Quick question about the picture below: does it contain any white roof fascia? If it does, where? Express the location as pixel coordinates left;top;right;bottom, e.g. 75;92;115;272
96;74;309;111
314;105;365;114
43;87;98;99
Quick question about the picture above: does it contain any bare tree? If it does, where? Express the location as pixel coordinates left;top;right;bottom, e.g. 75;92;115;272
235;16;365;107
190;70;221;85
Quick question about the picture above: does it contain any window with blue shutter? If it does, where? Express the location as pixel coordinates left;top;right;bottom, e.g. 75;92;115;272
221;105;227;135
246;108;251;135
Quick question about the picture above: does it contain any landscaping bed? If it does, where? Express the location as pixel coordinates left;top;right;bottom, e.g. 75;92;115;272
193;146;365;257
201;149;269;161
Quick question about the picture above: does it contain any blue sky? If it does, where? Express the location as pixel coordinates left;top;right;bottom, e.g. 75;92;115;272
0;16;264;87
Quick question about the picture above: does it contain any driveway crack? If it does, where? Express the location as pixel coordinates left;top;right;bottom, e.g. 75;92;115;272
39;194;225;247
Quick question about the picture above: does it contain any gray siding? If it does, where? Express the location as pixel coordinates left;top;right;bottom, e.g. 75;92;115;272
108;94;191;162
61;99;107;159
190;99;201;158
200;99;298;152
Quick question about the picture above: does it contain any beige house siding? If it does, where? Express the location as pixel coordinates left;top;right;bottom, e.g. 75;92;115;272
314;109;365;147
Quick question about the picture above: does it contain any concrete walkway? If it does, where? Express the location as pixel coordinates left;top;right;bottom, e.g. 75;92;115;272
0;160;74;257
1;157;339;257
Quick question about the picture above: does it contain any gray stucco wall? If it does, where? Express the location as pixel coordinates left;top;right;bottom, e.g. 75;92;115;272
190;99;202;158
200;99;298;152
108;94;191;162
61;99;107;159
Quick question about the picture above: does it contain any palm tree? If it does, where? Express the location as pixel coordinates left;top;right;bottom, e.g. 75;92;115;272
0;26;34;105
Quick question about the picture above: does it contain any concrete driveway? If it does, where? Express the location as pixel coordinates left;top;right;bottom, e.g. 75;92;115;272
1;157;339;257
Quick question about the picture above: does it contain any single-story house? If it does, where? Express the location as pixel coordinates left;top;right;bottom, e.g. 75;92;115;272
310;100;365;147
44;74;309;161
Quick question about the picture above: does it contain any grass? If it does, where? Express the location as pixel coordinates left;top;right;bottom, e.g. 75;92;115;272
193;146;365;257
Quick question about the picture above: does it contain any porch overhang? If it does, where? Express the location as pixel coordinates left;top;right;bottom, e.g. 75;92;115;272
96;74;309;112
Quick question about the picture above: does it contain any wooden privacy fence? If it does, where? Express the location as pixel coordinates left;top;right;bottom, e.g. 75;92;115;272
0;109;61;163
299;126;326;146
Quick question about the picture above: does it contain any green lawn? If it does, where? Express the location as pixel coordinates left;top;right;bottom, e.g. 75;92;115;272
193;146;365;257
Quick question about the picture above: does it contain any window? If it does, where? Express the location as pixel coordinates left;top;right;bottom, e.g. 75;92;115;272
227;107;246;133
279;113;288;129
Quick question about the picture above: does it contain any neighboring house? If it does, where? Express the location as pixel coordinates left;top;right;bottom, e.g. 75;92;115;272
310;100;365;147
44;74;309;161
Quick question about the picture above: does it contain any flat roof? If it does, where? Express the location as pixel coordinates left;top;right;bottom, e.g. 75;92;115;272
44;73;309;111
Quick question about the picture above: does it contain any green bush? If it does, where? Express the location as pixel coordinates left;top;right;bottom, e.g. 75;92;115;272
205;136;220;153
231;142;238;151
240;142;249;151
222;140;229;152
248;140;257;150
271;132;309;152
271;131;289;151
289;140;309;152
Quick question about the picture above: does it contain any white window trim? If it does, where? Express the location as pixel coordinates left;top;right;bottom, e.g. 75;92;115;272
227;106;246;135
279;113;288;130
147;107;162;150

Short exercise ::
Pick out each line of the rows above that contains the word "blue", and copy those lines. Case counts.

Output for this task ::
Quick question about the picture above: does it contain any window with blue shutter? If it does, where? Express the location as pixel coordinates left;top;right;bottom, e.g. 75;92;115;272
Quick question about the picture above: does it contain any blue sky? If it does, where? Express the location as pixel coordinates left;top;right;bottom, e.g. 75;92;115;272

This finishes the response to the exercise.